Input data —
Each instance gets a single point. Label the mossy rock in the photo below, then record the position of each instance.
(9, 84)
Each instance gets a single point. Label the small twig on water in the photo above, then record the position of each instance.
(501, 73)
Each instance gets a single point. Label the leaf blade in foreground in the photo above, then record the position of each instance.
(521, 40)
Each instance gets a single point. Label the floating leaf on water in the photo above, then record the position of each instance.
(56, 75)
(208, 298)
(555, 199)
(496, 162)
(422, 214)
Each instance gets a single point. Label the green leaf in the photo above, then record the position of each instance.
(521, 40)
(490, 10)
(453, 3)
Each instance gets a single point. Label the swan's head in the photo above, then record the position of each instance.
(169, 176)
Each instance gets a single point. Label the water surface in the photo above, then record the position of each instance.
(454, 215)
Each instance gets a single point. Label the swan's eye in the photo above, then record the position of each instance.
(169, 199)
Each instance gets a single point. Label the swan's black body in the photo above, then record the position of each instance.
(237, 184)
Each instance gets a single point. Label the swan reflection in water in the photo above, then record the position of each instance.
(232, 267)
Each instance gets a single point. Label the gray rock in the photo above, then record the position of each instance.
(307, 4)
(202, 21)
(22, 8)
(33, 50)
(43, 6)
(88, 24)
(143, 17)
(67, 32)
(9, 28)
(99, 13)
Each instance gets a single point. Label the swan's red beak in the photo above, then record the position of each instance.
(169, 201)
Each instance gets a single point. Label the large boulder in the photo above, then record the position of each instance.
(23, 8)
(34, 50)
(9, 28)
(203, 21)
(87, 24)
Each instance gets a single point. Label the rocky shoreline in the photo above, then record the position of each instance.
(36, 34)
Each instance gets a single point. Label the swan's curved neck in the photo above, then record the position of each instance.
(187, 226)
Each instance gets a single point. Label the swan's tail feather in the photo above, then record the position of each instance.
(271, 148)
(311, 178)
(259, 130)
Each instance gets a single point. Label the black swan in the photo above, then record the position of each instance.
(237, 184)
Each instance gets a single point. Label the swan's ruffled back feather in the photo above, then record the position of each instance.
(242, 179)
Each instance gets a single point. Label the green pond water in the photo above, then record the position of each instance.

Prompt — Every line from the one containing "Each instance gets a single point. Label the large" through the last line must be copied exactly; leave out the rest.

Solution to the exercise —
Each instance gets a single point. Label the large boulder in the photo above, then record the position of each instance.
(23, 8)
(34, 50)
(9, 28)
(203, 21)
(87, 24)
Each instance gets a single point. Label the rocky shoreline in the photo above, then record the position of each instance.
(36, 34)
Each instance gets a single point. Label the swan's curved neck in the photo above, then record the position of each instance.
(187, 226)
Each instance gets a single point. Label the swan's tail feather in the photo above, then record the position of each instance.
(271, 148)
(311, 178)
(259, 130)
Each instance gets a single point. Label the black swan in the photo above, then record the position of each instance.
(237, 184)
Each instance gets a single point. Label the swan's ruffled back feather in the photo above, then record the position of each instance.
(242, 179)
Each instance gets a single point. Label the green pond water in the photo above, then record the position of each instance.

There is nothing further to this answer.